● **Exercise prompt**
Copy the rows below word for word, starting at the line that contains "of the forested" and ending at the line that contains "x=878, y=537", both lines included.

BEGIN Dataset excerpts

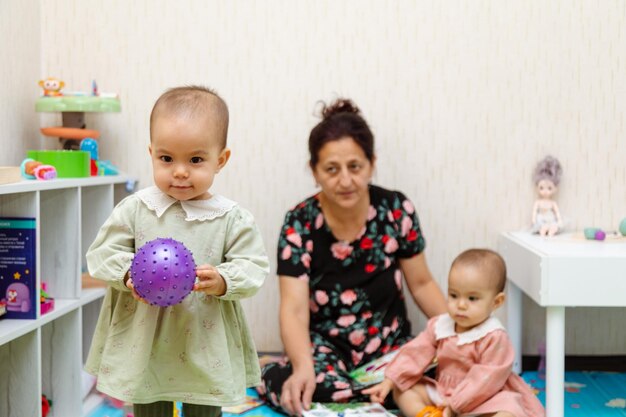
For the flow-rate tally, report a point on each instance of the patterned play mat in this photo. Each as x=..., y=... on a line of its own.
x=588, y=394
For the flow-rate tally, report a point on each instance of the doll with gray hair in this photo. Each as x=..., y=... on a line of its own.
x=546, y=217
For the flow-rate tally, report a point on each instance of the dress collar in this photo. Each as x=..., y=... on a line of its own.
x=444, y=327
x=157, y=201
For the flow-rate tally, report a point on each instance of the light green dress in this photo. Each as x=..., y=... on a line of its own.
x=199, y=351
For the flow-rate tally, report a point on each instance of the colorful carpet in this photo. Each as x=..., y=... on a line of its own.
x=588, y=394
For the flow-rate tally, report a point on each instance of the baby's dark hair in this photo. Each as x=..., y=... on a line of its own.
x=192, y=101
x=341, y=118
x=486, y=259
x=549, y=168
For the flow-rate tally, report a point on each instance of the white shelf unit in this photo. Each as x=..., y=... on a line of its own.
x=45, y=355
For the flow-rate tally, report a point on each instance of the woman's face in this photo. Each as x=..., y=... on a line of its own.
x=343, y=171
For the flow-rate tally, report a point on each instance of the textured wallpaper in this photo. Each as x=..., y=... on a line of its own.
x=19, y=71
x=464, y=97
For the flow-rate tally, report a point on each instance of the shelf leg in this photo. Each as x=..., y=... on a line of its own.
x=514, y=322
x=555, y=360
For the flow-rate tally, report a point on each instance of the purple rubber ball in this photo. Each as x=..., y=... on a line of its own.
x=163, y=272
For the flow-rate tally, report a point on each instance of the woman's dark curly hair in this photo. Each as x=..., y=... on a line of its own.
x=340, y=119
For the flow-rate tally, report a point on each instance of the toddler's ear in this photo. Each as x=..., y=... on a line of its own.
x=223, y=158
x=499, y=300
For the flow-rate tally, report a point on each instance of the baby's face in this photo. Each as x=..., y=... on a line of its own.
x=186, y=155
x=472, y=297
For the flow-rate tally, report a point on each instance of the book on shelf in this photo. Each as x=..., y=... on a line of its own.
x=18, y=282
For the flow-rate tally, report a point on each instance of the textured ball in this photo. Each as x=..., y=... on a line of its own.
x=163, y=272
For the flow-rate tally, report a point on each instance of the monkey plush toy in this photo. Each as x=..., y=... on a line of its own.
x=51, y=86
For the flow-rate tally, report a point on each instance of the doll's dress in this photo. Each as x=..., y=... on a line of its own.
x=544, y=217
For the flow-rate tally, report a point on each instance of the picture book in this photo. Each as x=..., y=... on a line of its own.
x=372, y=372
x=347, y=410
x=249, y=404
x=18, y=283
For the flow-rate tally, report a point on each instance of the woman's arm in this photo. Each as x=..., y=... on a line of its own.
x=297, y=391
x=423, y=288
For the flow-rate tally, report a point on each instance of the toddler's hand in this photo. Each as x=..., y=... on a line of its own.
x=130, y=286
x=448, y=412
x=210, y=281
x=379, y=392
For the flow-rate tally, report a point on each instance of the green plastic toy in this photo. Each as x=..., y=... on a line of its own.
x=69, y=164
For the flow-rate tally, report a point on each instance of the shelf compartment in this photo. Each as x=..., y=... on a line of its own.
x=20, y=387
x=59, y=242
x=96, y=206
x=61, y=364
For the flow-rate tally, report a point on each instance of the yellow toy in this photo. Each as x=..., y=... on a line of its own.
x=51, y=87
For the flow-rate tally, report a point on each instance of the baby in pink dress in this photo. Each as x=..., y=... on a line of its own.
x=474, y=354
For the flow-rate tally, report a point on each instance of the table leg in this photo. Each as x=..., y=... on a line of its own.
x=514, y=322
x=555, y=360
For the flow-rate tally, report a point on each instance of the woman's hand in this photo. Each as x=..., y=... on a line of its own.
x=297, y=391
x=210, y=281
x=379, y=392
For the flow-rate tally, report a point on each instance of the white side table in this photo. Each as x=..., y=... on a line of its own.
x=558, y=272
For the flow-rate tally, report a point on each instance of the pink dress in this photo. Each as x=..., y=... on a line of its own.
x=474, y=373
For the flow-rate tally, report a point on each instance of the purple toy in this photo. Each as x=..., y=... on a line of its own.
x=163, y=272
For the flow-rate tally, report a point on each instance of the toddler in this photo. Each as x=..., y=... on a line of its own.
x=473, y=352
x=199, y=351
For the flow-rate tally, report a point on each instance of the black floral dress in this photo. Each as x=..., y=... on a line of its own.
x=357, y=308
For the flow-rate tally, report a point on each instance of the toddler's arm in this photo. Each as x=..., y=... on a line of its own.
x=246, y=264
x=110, y=255
x=407, y=368
x=486, y=377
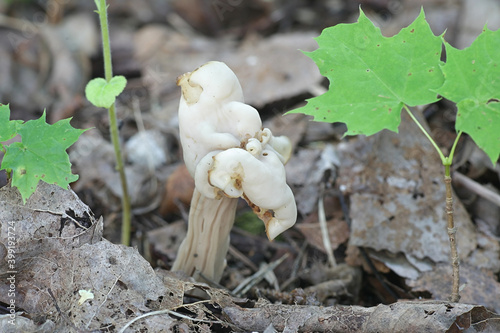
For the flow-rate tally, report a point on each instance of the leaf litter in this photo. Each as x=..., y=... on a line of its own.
x=163, y=290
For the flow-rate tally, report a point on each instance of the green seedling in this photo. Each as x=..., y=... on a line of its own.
x=102, y=92
x=41, y=153
x=373, y=78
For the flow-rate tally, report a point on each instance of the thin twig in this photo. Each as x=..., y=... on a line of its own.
x=324, y=228
x=452, y=230
x=170, y=312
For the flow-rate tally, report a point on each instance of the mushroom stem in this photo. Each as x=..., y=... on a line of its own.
x=207, y=241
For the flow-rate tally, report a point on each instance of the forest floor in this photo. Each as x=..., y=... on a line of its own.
x=383, y=195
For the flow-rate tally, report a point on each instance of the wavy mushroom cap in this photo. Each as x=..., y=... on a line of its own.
x=213, y=81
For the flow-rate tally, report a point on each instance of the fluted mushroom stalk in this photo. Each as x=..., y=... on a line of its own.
x=229, y=155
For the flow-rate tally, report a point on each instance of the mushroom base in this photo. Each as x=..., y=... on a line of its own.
x=202, y=253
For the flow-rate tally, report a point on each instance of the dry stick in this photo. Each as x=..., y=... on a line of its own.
x=452, y=230
x=113, y=124
x=324, y=228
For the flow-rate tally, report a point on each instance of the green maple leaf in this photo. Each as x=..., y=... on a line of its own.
x=8, y=128
x=41, y=155
x=473, y=82
x=372, y=76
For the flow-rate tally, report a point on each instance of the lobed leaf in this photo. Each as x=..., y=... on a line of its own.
x=41, y=155
x=102, y=93
x=472, y=80
x=372, y=76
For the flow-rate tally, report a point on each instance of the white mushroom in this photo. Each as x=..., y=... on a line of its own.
x=258, y=175
x=230, y=156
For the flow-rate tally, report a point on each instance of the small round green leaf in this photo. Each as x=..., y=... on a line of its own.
x=102, y=93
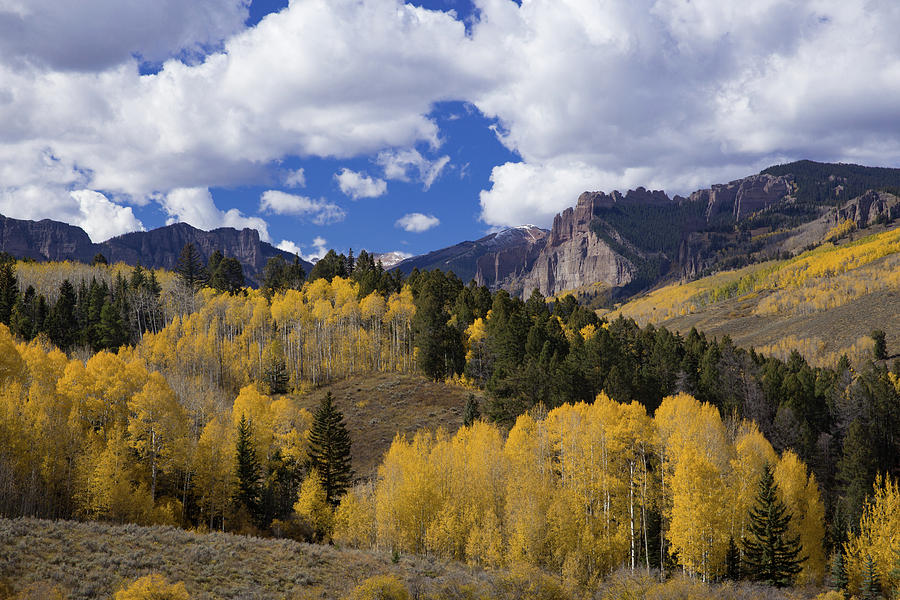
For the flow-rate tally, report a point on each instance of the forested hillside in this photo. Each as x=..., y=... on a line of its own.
x=596, y=446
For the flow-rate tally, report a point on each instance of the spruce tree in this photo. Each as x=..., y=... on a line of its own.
x=329, y=450
x=839, y=580
x=472, y=413
x=770, y=556
x=190, y=269
x=248, y=471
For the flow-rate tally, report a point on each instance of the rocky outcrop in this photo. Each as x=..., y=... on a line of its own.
x=574, y=256
x=159, y=248
x=742, y=197
x=44, y=240
x=868, y=209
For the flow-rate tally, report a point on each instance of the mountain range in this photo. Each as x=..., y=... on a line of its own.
x=158, y=248
x=610, y=245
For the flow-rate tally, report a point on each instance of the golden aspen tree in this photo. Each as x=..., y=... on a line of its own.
x=752, y=451
x=529, y=491
x=800, y=494
x=354, y=518
x=214, y=469
x=407, y=494
x=157, y=424
x=695, y=457
x=312, y=506
x=153, y=587
x=878, y=537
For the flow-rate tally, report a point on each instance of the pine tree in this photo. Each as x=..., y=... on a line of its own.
x=329, y=450
x=472, y=413
x=732, y=561
x=249, y=471
x=190, y=267
x=769, y=555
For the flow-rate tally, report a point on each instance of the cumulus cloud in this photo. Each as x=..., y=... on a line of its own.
x=289, y=246
x=100, y=218
x=320, y=212
x=359, y=185
x=417, y=222
x=319, y=249
x=399, y=164
x=295, y=178
x=195, y=206
x=660, y=93
x=92, y=34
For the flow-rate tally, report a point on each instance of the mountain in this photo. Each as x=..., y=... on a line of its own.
x=618, y=244
x=494, y=260
x=158, y=248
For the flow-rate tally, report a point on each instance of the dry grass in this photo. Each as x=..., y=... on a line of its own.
x=93, y=560
x=378, y=406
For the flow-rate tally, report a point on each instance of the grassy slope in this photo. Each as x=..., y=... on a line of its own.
x=745, y=319
x=92, y=560
x=378, y=406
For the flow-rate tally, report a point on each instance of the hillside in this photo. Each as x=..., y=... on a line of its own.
x=156, y=249
x=824, y=302
x=93, y=560
x=378, y=406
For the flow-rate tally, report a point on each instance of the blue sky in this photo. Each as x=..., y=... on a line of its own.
x=408, y=127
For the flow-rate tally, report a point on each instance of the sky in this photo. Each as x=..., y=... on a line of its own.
x=408, y=127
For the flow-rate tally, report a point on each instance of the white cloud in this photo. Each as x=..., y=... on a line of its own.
x=397, y=164
x=289, y=246
x=320, y=212
x=295, y=178
x=195, y=206
x=92, y=34
x=319, y=249
x=359, y=185
x=661, y=93
x=92, y=211
x=102, y=219
x=417, y=222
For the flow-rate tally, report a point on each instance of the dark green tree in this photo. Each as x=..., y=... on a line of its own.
x=770, y=556
x=329, y=450
x=732, y=561
x=880, y=349
x=9, y=290
x=226, y=274
x=248, y=471
x=63, y=327
x=472, y=412
x=189, y=267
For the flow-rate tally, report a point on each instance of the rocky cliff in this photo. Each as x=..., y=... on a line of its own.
x=159, y=248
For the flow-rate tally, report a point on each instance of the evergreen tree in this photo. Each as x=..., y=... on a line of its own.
x=769, y=555
x=189, y=267
x=471, y=413
x=732, y=561
x=839, y=580
x=329, y=450
x=249, y=471
x=63, y=327
x=9, y=290
x=880, y=349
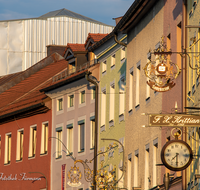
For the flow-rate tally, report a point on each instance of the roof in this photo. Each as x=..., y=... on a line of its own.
x=95, y=37
x=133, y=15
x=10, y=80
x=27, y=92
x=68, y=13
x=75, y=48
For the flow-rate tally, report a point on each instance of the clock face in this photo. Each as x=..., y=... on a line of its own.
x=176, y=155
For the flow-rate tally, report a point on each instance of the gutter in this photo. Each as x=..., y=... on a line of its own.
x=96, y=126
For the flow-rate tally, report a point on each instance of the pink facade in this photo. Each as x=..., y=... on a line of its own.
x=16, y=174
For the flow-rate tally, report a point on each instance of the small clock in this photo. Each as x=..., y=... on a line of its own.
x=176, y=155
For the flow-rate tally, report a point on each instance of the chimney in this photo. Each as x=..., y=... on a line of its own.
x=55, y=48
x=117, y=19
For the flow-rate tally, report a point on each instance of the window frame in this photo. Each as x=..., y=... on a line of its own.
x=8, y=143
x=44, y=138
x=32, y=141
x=20, y=140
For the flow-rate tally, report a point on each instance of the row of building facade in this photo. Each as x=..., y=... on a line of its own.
x=83, y=105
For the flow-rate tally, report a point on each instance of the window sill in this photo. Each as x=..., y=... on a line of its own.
x=17, y=161
x=81, y=151
x=130, y=112
x=69, y=154
x=137, y=106
x=111, y=123
x=121, y=117
x=102, y=128
x=58, y=157
x=31, y=157
x=103, y=73
x=112, y=67
x=6, y=164
x=42, y=154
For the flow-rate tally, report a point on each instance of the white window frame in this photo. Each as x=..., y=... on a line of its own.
x=113, y=60
x=70, y=97
x=70, y=137
x=7, y=155
x=103, y=107
x=44, y=138
x=32, y=141
x=136, y=168
x=92, y=133
x=104, y=67
x=129, y=177
x=58, y=143
x=82, y=97
x=112, y=102
x=81, y=137
x=137, y=90
x=59, y=109
x=131, y=90
x=146, y=177
x=123, y=53
x=19, y=148
x=122, y=88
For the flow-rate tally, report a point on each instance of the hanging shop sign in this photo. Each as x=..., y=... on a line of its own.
x=161, y=71
x=63, y=176
x=15, y=177
x=174, y=120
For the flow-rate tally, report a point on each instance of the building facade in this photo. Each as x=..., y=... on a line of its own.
x=112, y=90
x=25, y=127
x=23, y=42
x=192, y=88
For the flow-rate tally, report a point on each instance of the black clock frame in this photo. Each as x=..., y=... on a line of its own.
x=163, y=157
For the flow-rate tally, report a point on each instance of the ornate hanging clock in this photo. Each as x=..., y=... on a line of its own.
x=176, y=155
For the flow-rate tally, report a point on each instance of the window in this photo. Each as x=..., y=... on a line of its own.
x=137, y=90
x=44, y=138
x=113, y=61
x=112, y=101
x=131, y=89
x=123, y=53
x=155, y=150
x=129, y=166
x=7, y=155
x=32, y=143
x=70, y=138
x=60, y=104
x=0, y=147
x=104, y=67
x=136, y=163
x=121, y=95
x=20, y=140
x=147, y=86
x=58, y=143
x=81, y=135
x=103, y=107
x=93, y=93
x=92, y=132
x=82, y=97
x=70, y=101
x=146, y=179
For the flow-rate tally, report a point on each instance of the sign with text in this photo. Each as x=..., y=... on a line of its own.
x=63, y=176
x=174, y=120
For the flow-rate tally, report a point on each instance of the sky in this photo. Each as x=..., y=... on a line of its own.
x=100, y=10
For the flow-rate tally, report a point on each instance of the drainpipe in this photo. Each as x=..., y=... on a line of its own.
x=96, y=125
x=184, y=77
x=119, y=42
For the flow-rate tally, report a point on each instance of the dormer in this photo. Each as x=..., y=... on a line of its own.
x=76, y=55
x=92, y=39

END Dataset excerpts

● **Correct output**
For the flow-rate tally, report a point on each instance of the forested hillside in this photo. Each as x=..., y=... on a line of its own.
x=596, y=446
For the flow-rate tally, report a point on each instance of the spruce tree in this photo. Each as x=..., y=... on a line of its own.
x=329, y=450
x=839, y=580
x=472, y=413
x=770, y=556
x=190, y=269
x=248, y=471
For the flow-rate tally, report a point on each instance of the rocky outcrop in this photo. Each as x=..., y=... on a line of its own.
x=574, y=256
x=159, y=248
x=742, y=197
x=44, y=240
x=868, y=209
For the flow-rate tally, report a point on each instance of the mountain range in this photo. Each as x=..., y=... on a line of its own.
x=158, y=248
x=610, y=245
For the flow-rate tally, report a point on each instance of the golden aspen tree in this photo. Each as x=..., y=... on a line of its own.
x=752, y=451
x=529, y=491
x=800, y=494
x=354, y=518
x=214, y=469
x=407, y=494
x=157, y=424
x=695, y=457
x=312, y=506
x=153, y=587
x=878, y=537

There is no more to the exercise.